▶ _TRY IT_: Please retype the records below exactly, omitting any images.

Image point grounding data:
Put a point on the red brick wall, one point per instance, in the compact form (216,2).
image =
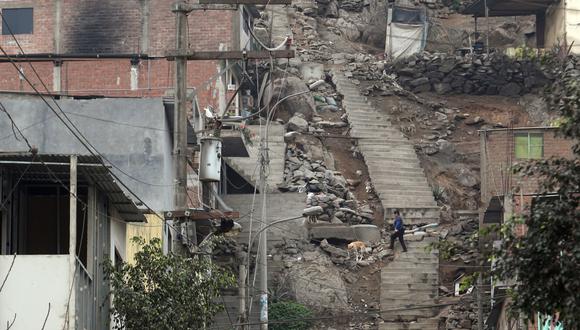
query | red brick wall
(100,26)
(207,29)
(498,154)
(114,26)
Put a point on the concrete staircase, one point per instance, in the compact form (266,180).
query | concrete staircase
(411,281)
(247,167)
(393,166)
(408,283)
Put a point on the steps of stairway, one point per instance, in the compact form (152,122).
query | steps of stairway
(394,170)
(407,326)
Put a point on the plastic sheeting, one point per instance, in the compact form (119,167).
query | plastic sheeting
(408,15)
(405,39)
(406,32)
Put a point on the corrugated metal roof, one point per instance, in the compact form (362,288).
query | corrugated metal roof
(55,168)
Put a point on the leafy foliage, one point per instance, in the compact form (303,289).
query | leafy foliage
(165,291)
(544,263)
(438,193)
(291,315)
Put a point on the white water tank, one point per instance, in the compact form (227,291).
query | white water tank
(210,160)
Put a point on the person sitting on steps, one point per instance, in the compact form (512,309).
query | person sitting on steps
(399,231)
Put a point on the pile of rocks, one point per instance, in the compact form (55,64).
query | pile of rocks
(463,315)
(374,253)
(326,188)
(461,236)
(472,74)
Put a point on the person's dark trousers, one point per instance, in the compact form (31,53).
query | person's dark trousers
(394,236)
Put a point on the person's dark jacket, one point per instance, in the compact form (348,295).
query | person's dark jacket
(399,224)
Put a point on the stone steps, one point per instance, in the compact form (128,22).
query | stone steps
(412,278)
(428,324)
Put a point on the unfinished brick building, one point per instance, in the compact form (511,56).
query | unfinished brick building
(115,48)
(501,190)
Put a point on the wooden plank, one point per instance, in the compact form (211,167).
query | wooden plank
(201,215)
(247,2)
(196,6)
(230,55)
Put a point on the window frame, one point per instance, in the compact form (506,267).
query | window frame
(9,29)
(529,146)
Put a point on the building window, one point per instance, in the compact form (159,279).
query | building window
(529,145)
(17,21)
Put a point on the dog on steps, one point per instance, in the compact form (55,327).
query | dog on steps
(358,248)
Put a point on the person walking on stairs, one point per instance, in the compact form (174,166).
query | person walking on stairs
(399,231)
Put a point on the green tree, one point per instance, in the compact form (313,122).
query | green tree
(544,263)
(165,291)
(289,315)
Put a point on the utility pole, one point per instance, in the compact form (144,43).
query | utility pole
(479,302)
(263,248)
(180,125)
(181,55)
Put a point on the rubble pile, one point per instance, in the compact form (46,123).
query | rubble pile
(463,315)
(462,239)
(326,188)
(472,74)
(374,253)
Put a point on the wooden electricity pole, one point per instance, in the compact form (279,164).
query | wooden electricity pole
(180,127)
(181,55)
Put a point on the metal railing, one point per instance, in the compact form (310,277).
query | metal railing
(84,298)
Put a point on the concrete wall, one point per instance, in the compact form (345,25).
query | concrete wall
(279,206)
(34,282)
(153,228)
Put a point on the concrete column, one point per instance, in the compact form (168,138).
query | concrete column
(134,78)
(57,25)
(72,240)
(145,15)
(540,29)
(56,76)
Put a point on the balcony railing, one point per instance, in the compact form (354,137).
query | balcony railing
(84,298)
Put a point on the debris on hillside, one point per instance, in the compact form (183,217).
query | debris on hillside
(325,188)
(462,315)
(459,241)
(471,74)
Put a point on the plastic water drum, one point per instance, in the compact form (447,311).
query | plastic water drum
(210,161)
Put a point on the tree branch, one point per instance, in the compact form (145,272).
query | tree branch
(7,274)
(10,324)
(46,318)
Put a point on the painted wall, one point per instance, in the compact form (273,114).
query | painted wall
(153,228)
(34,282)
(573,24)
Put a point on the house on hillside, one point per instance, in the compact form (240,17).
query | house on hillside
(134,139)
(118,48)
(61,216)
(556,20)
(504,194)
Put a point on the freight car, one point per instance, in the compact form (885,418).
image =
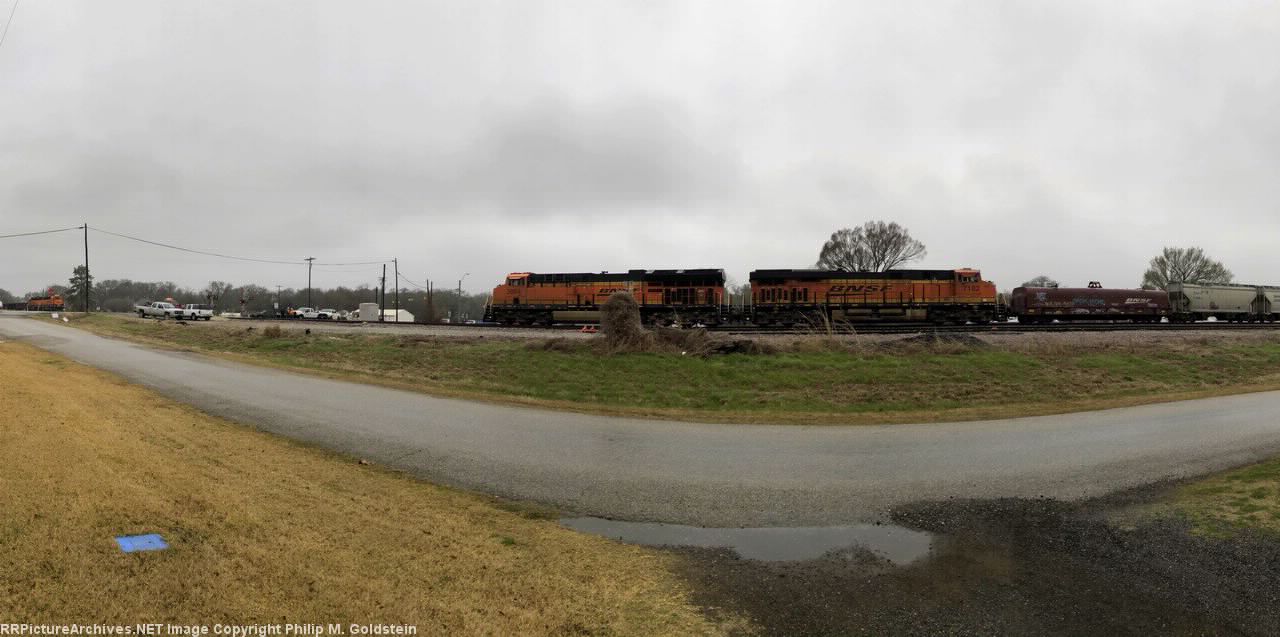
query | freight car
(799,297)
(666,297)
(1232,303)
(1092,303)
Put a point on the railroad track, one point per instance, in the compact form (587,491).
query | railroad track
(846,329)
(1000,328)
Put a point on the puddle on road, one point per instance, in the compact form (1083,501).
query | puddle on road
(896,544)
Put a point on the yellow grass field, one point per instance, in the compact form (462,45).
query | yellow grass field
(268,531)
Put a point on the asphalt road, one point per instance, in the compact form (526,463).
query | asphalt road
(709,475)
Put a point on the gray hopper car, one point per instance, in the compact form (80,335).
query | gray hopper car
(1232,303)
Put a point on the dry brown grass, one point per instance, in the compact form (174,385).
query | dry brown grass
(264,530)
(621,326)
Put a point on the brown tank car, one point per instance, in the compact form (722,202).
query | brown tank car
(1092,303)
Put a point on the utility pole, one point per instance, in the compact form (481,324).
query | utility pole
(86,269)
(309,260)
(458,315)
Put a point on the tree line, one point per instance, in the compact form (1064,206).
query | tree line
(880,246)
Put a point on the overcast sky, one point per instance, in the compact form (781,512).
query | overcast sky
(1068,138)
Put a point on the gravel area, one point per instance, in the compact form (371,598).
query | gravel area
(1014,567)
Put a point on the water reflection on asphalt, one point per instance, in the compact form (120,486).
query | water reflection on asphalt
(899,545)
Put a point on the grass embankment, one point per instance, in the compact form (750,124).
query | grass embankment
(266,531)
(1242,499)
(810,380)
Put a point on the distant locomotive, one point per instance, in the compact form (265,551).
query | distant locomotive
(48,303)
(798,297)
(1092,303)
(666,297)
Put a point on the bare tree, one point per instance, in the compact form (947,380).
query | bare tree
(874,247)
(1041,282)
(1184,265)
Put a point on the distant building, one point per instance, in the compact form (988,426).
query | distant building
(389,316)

▶ _EXERCISE OUTPUT_:
Put a point on the red brick wall, one point per instance, in the compact form (216,2).
image =
query | red brick wall
(100,26)
(207,29)
(498,154)
(114,26)
Put a point on the concrete staircase, one point per instance, in the compact form (266,180).
query | concrete staircase
(411,281)
(247,167)
(393,166)
(408,283)
Put a point on the steps of stairway, one point per instance, in the compact form (152,122).
query | steps of stairway
(394,170)
(407,326)
Put a point on the plastic sheeting, one point per instance, in the compact form (119,167).
query | plastic sheeting
(408,15)
(405,39)
(406,32)
Put a point on the corrugated metal roof, one point per instance, in the compact form (362,288).
query | corrugated metal roof
(55,168)
Put a point on the leafy foliage, one point per instance, in the compact form (303,289).
query | leafy foliage
(165,291)
(544,263)
(438,193)
(291,315)
Put a point on the white water tank, one point per instance, in the compact form (227,291).
query | white water tank
(210,160)
Put a point on the person sitting on steps, one point per instance, in the compact form (512,309).
query | person sitting on steps
(399,231)
Put a point on the pile of rocks, one point per instance, in the compact form (55,64).
query | pile of rocks
(463,315)
(374,253)
(326,188)
(461,236)
(472,74)
Put a point on the person's dark trousers, one point per instance, in the compact form (31,53).
query | person's dark trousers
(394,236)
Put a point on the person's dark jacket, one point per instance, in the compact form (348,295).
query | person's dark jacket
(399,224)
Put a point on the stone steps, one point per instance, in the compact form (128,22).
query | stone steps
(412,278)
(428,324)
Put a point on the unfinished brick building, one point per instance, in the compact form (511,56).
query | unfinished brick building
(115,48)
(501,190)
Put a point on the wooden plank, one point per instance, in the compact form (211,167).
query | wooden plank
(201,215)
(247,2)
(196,6)
(230,55)
Put a point on the window frame, one point per instance, in the compact form (506,267).
query | window frame
(9,29)
(529,146)
Put a point on the building window, one point per instance, in the compact form (159,279).
query | building window
(529,145)
(17,21)
Put a point on the dog on steps, one point per instance, in the compact form (55,327).
query | dog on steps
(358,248)
Put a point on the person walking on stairs, one point per instance, in the compact form (174,166).
query | person walking on stairs
(399,231)
Put a point on the green tree, one point per instance, in the compact form (313,122).
query | green tree
(544,263)
(165,291)
(289,315)
Put a point on the utility pole, one point per instance, in the compact form (144,43).
query | utility pole
(479,302)
(263,248)
(180,125)
(181,55)
Put a point on the rubble pile, one point per instance, in the compact form (46,123).
query | rubble pile
(463,315)
(462,239)
(326,188)
(472,74)
(374,253)
Put a point on the wooden electricity pole, one point per instance, in the compact form (279,164).
query | wooden electricity pole
(180,127)
(181,55)
Put a point on the metal railing, one point per instance, in the compact form (310,277).
query | metal railing
(84,298)
Put a point on the concrete wall, one point per instance, in the compact form (345,25).
query | concrete wall
(279,206)
(34,282)
(153,228)
Put a point on the concrete column, one point per instance, in the compact form (168,138).
query | concrete column
(134,78)
(57,25)
(72,240)
(145,15)
(540,29)
(56,76)
Put a point on the balcony railing, one point per instance, in the compact form (354,137).
query | balcony railing
(84,298)
Put a point on the debris on hillside, one point per instance, in the compact form (183,217).
query | debris on hillside
(325,188)
(462,315)
(459,241)
(471,74)
Put a point on the plastic water drum, one point per instance, in the compact form (447,311).
query | plastic water drum
(210,161)
Put a point on the tree branch, one point per instance, in the compact form (145,272).
query | tree branch
(7,274)
(10,324)
(46,318)
Put a point on the painted wall, one point per instance, in the compact form (273,114).
query | painted wall
(153,228)
(34,282)
(573,24)
Put a point on the house on hillside, one point per instance, in the compact form (240,17).
query | house on hillside
(134,139)
(118,48)
(61,216)
(556,20)
(504,194)
Put a point on the freight car, one point per instance, in the compact form (885,418).
image =
query | freight car
(799,297)
(666,297)
(1232,303)
(1092,303)
Put a point on the railroad track, one point per instance, in the compact form (587,491).
query | railroad track
(846,329)
(1000,328)
Put a point on the puddle on road, one point per instance, in the compact form (1083,501).
query | puddle on road
(896,544)
Put a point on the yellow grass field, one point per instance, in the compact form (462,45).
query | yellow grass field
(268,531)
Put a point on the asphalt road, one point per instance, in the compact form (526,463).
query | asphalt road
(709,475)
Put a point on the gray hopper car, one point per instance, in the compact form (80,335).
query | gray hopper car
(1232,303)
Put a point on the dry brown grass, one point per instance, in the compact form (174,385).
query | dry brown grass
(264,530)
(621,326)
Put a point on the brown tank car, one point per instance, in the compact form (722,202).
query | brown tank car
(1092,303)
Put a point on the utility pole, one point per instance, in the compact form (481,324).
query | utility pole
(86,269)
(309,260)
(458,315)
Put a point on the tree line, one point per instance, in the compact form (1064,206).
query | tree line
(880,246)
Put a point on the overcast sky, one point per instance, in the compact form (781,512).
query | overcast sky
(1068,138)
Put a point on the gravel area, one point per instance, in the compact form (371,598).
query | gravel area
(1014,567)
Put a point on the water reflection on asphalt, one point per instance, in the compact form (120,486).
query | water reflection on asphalt
(899,545)
Put a point on the grass embankment, one point per instance, in the compact form (750,124).
query | grass embankment
(266,531)
(1242,499)
(810,380)
Put a point on the distant locomotive, one point per instance, in the compact form (265,551).
query | distant locomotive
(48,303)
(798,297)
(1092,303)
(666,297)
Put a point on the bare tree, one point per instance, in the compact form (947,380).
query | bare tree
(874,247)
(1041,282)
(1184,265)
Put a point on the distant building, one point per instance, in the compact form (988,426).
query | distant building
(389,316)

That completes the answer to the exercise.